■ Records from a collection
..........

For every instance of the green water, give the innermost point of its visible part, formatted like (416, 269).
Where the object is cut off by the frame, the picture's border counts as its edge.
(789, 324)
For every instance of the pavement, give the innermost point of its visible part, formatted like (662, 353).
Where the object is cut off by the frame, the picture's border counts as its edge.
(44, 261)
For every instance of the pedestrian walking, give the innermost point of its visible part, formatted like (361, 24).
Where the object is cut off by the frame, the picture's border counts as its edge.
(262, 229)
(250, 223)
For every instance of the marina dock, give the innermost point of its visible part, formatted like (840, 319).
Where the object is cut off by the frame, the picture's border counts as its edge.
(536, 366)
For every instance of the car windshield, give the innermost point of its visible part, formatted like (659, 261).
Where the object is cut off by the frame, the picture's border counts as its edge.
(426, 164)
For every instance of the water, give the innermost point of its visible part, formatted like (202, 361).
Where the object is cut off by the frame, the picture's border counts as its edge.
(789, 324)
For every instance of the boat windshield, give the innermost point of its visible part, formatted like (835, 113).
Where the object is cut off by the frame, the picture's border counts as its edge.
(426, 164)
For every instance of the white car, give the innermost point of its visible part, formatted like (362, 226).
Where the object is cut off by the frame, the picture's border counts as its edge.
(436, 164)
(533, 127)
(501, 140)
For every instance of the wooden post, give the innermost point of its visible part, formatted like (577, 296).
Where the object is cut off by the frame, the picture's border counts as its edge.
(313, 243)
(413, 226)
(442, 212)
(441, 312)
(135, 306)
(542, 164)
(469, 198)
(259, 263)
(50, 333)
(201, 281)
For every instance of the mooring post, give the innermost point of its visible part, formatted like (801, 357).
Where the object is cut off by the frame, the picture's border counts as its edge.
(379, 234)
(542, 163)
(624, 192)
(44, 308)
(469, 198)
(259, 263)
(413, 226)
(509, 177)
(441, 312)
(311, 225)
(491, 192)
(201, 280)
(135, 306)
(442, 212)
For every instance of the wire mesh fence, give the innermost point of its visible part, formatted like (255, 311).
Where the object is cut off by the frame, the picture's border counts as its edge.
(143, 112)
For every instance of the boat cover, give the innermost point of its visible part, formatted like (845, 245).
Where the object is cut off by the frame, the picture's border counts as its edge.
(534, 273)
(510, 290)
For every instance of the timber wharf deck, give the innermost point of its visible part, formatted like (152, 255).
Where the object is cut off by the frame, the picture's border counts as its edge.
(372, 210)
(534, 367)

..........

■ What you have to do
Including any blank lines, repeat the data exactly.

■ Solution
For every instance of the green water, give the innermost point of its visible part, formatted like (416, 269).
Where the object is cut off by the frame, the picture's border counts as its edge.
(789, 324)
For every instance of the pavement, give the innermost point of its visible part, formatted like (662, 353).
Where the object is cut off by the frame, the picture's border counts as its edge.
(44, 261)
For every instance of the pedestrian walking, give the innermost point of its visible part, formatted like (361, 24).
Where the object is cut off by the frame, the picture's border counts as its edge.
(262, 229)
(250, 223)
For every instance of the marina dock, give the innermost point of its visible part, formatted like (840, 319).
Where the object is cut off by the frame, the picture's border counts as its edge.
(536, 366)
For every instance of the car windshield, give the innermost point of its visible part, formatted like (659, 261).
Where the object is cut off by the frame, the picture's border counts as its edge.
(426, 164)
For every instance of the water, give the innermost point of its visible part, formatted like (202, 361).
Where the object is cut off by the frame, the picture's border counts as its edge.
(789, 324)
For every instance of the boat windshield, give the innermost point of its visible part, formatted like (835, 113).
Where the object is cut off by the frame, the picture's border counts as its edge.
(426, 164)
For every instance of the white car, give the innermost point of its visible part, formatted like (362, 226).
Where the object is cut off by the frame, the picture's border counts as its edge.
(436, 164)
(533, 127)
(501, 140)
For every instance of the wooden post, give the innermost point of its visible part, formatted like (577, 296).
Where the object is cut off by the frame, the picture's border counts as its edge.
(313, 243)
(413, 226)
(442, 212)
(441, 312)
(135, 306)
(542, 164)
(469, 198)
(259, 263)
(50, 333)
(201, 281)
For every instance of the mooring post, give the innermost point of its visible part, formatted like (801, 357).
Where the object is cut off by the frame, the picture's border counts as its edge.
(379, 234)
(542, 163)
(624, 192)
(44, 308)
(469, 198)
(259, 263)
(413, 226)
(509, 177)
(441, 312)
(311, 225)
(491, 192)
(201, 280)
(135, 306)
(442, 212)
For every instance of the wire mesh fence, give the innermost point of its visible part, formatted like (255, 311).
Where the object is cut off by the frame, the picture's border counts as its edge.
(143, 112)
For every instance of the boat cover, give the innermost point of its visible part, formatted like (845, 245).
Where the object is cut off by the frame, the picture's border counts as its edge.
(534, 273)
(510, 290)
For every instance of the timber wharf deck, give the innermost point of its visible part, formatted like (152, 255).
Where the object is cut off by the frame, the picture's border counts as its edge.
(372, 210)
(534, 367)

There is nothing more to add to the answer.